## Problems
[A] In the BorutaShap docstring proposal, what does the leaderboard() method return?
[B] Reproduce the part of the BorutaShap docstring proposal starting at "- How to programmatically" and ending at "for further customization.".

## Selected extract
───
4. Enhancing the Docstring

Current Issue:
The BorutaShap object’s docstring does not explicitly inform users about available methods (plot, results_to_csv, etc.) for accessing or visualizing results.
Suggested Improvements:
Add clear descriptions and usage examples to the class-level docstring to highlight:
- How to visualize results using plot.
- How to save results using results_to_csv.
- How to programmatically access results using the proposed leaderboard method.

"""
BorutaShap is a wrapper feature selection method built on the foundations of both the SHAP and Boruta algorithms.

...

Methods:
--------
plot():
    Visualize feature selection results. Optionally, returns the matplotlib Figure and Axes for further customization.

leaderboard():
    Return feature selection results as a pandas `DataFrame` for inspection and further processing.

results_to_csv(file_path):
    Save feature selection results (`leaderboard`) to a CSV file.
───
Items from a point labeling set
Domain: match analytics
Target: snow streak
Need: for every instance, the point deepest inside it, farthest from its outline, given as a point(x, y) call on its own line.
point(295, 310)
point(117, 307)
───
## The replies
[A] It returns the feature selection results as a pandas DataFrame.

[B]
- How to programmatically access results using the proposed leaderboard method.

"""
BorutaShap is a wrapper feature selection method built on the foundations of both the SHAP and Boruta algorithms.

...

Methods:
--------
plot():
    Visualize feature selection results. Optionally, returns the matplotlib Figure and Axes for further customization.